**** DOCUMENT PASSAGE ****

Great.
Nothing done. Again. The house is a reservoir of filth. He’s going to be so pissed when he comes home.
(Echoes of his disgruntled opinions, of a few nights past, regarding your inability to successfully manage the household duties while simultaneously managing your blogging habit, begin playback in your head.)
Stick the kid in the high chair. Scratch rear of scalp. Swallow the last of the water in the old container that you’ve been pathetically re-using as a glass for the last several days, mostly because you know you won’t have to shove it in the dishwasher at any point – when you tire of it, you just toss it. No muss, no fuss. Scrunch nose because water smells a little bit like dirty socks.
Scurry around the kitchen like a madwoman, ladeling dishes into the sink, then ladeling them into the dishwasher. Look over to see the kid scooting his snack side-to-side on the tray, a sure sign that he’s over it. Run to fridge. Scan anxiously through the shelves, praying that there’s a piece of overlooked fruit hiding in its recesses. Nuh-uh. Instead, you spy the sugar-free jell-o paks, sisters to the one that you only gave him once because he had a look on his face that said he’d just eaten from the tree of forbidden fruit, and you were only trying to stave off some of his (eternal) suffering from teething pain. You think, what the hell. He’s only a kid once – and really, is sugar-free jell-o *that* bad? Probably. But, oh, fuck it.

**** RECORDS TO PROCESS ****

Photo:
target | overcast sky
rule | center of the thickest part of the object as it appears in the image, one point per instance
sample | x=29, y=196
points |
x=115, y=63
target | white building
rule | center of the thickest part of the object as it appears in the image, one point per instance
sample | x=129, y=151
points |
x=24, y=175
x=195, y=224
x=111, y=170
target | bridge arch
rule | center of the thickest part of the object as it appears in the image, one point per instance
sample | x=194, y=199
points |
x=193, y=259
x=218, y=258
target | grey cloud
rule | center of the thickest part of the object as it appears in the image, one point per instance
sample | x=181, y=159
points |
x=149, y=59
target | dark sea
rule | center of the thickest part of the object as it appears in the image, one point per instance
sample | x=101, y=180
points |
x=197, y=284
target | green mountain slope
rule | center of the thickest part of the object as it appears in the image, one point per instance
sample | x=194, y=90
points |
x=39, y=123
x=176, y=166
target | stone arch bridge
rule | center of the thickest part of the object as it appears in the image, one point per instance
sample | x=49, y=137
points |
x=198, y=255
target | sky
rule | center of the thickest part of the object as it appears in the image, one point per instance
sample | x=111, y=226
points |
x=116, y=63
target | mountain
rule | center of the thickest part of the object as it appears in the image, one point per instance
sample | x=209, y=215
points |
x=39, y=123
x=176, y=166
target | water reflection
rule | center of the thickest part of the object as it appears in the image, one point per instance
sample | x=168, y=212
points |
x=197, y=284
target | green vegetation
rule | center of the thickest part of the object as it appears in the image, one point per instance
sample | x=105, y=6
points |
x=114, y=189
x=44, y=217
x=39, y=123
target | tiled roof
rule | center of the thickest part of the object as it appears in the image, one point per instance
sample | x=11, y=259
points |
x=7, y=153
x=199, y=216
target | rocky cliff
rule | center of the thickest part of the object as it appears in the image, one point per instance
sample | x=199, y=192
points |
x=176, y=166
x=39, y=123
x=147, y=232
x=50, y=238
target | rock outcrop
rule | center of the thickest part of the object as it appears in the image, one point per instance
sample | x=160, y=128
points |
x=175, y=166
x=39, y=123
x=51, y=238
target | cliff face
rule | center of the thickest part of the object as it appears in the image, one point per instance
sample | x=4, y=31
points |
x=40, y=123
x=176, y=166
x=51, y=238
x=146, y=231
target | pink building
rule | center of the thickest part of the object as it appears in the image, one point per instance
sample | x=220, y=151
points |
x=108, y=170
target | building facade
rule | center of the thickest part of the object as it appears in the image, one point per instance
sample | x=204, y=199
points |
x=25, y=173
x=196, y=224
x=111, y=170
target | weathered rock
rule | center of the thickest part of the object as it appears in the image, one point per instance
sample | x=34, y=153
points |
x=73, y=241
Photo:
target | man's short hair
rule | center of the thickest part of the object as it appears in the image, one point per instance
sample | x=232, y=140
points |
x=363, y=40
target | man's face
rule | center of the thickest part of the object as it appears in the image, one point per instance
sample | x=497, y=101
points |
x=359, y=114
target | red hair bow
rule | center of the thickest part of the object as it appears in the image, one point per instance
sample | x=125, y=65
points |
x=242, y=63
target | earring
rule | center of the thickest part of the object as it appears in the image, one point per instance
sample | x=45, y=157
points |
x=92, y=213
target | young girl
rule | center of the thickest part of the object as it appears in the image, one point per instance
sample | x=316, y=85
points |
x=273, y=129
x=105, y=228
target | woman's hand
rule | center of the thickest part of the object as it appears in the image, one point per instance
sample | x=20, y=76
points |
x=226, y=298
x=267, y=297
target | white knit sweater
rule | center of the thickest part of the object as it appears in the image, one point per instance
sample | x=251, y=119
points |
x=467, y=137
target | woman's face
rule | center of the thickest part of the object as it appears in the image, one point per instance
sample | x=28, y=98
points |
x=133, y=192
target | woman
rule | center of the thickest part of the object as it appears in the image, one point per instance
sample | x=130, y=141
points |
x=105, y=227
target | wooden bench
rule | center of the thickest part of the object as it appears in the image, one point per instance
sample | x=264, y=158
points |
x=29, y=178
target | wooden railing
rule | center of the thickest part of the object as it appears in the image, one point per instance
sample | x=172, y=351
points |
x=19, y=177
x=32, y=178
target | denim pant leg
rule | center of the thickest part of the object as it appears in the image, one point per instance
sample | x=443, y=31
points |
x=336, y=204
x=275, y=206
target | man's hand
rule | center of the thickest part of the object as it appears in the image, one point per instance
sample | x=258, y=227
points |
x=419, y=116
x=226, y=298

****

(DIRECTION 1):
Rewrite the records from the line that contains "target | man's hand" through the last line of the records, keeping the requests, and multiply every answer point coordinate by 2.3, rounding to whole numbers with halves rounded up.
(DIRECTION 2):
Carry on the passage about the messy house and the kid in the high chair, starting right after its final sentence.

(RIGHT ANSWER 1):
target | man's hand
rule | center of the thickest part of the object as it appears in the image, one point per instance
sample | x=258, y=227
points |
x=964, y=267
x=520, y=685

(RIGHT ANSWER 2):
You scoop a big dollop of the limp, wiggly, orange goo onto his tray. His face lights up. You: “Okay! Good enough!” Run back into the kitchen. Scrape weird, black bits off counter by toaster. Wonder why your mate seems not to notice these kinds of things when he’s “cleaning” the kitchen. Sigh. Stack more garbage on the counter because the garbage can, the big, shiny, alluring garbage can that is apparently akin to a toddler mecca, is in the bathroom, which is behind the door that you have just shut so that he won’t try to stick his hands in the dog’s water dish, also behind the door.
Give the kitchen a visual once-over, tell yourself you’re satisfied with the level of tidiness achieved in the hyper-speed straightening quickie that you are wrapping up, even though you are forcing yourself to squint during the process. Keeping your eyes open wide during the cleaning process, these days, is too much for your sentimental, anal-as-fuck spirit. You know just how little in the house actually merits the title of “clean,” and it sort of breaks your heart to know how incapable you are of doing anything about it.
You rush over to the laptop to bring up the program that is your bread-and-butter, and open a few windows that are jobs waiting to be completed, in order to create the appearance of having spent even the slightest amount of time on them today. You start in on one, so as to flesh out the deception, only to be interrupted by a loud “sshhhhhhhhhhhhwaaaaaaah!” Your door to finish clearing up, provided so kindly by the questionable jell-o, has slammed shut. You high-tail it over to the kid, who is now dumping chunks of jell-o onto the dog’s head. You pull him out of the chair, wipe him down, pull his goo-encrusted pants and onesie off, and set him free in the living room.
You wipe down the high-chair, wash off the tray, yell at the dog to eat the remaining bits around the chair’s circumference and stop hanging around underfoot. Run to the dryer to grab a clean set of clothes for the baby. Run back into the kitchen before he can pull open the drawer with the plastic wrap and sandwich bags, tossing them all over the room. He only manages to pull out four plastic bags before you sternly correct him and reveal the drawer *beneath* that one to be *his* drawer. He seems to accept it with little fuss.
You pull his squirming body onto your lap and slide the shirt over his head, his pants onto his bucking frame. He throws himself headlong onto the ground, then leaps up and toddles back to a pile of toys. You heave a sigh of semi-relief.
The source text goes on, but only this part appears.